# [Items]
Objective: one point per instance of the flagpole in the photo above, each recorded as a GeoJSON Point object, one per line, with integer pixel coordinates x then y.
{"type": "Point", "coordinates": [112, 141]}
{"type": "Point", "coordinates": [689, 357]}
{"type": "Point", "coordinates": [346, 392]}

* * *

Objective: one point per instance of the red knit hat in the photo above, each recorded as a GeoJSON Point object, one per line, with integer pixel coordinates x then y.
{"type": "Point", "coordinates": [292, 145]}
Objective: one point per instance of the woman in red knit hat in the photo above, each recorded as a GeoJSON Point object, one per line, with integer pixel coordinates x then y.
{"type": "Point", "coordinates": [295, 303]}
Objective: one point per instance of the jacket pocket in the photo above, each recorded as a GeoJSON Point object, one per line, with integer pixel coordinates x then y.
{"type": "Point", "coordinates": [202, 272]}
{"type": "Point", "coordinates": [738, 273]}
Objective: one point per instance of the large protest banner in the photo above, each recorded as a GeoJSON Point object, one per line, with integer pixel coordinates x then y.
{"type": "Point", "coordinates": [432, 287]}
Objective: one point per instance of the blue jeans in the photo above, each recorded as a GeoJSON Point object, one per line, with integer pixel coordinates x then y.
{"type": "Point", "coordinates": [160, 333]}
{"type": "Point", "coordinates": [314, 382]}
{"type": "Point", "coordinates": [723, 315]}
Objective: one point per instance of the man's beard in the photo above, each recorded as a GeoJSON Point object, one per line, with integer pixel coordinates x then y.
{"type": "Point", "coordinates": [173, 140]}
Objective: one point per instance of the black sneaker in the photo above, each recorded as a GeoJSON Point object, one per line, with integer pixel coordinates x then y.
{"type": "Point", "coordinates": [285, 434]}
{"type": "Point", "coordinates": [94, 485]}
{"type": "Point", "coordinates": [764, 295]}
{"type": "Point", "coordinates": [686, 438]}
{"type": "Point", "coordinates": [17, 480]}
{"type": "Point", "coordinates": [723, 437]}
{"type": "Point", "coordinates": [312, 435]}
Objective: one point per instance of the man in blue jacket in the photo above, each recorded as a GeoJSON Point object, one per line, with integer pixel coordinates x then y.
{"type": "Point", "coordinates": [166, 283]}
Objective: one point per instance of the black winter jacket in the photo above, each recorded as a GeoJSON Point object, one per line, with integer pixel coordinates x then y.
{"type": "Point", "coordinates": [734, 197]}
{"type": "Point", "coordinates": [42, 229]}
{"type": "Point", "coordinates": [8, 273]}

# [Exercise]
Count the lines in the data above that include the string "beard", and reply with only that number.

# [Finished answer]
1